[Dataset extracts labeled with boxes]
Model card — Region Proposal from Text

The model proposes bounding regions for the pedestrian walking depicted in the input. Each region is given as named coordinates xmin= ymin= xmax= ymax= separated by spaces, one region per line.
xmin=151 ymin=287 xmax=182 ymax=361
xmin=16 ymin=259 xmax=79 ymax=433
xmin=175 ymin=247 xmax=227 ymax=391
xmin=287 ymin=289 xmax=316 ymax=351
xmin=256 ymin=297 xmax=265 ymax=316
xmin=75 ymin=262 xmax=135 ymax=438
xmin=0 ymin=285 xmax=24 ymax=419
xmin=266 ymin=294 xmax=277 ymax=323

Instruction: Reproduce the entire listing above line by line, with no changes.

Problem solution:
Model card — Region Proposal from Text

The model proposes bounding regions for the pedestrian walking depicted in the input. Each region is given as named coordinates xmin= ymin= xmax= ymax= separated by spaces, one region per line.
xmin=151 ymin=287 xmax=182 ymax=361
xmin=16 ymin=259 xmax=79 ymax=433
xmin=175 ymin=247 xmax=227 ymax=391
xmin=287 ymin=289 xmax=316 ymax=351
xmin=256 ymin=297 xmax=265 ymax=316
xmin=75 ymin=262 xmax=135 ymax=438
xmin=0 ymin=285 xmax=24 ymax=419
xmin=266 ymin=294 xmax=277 ymax=323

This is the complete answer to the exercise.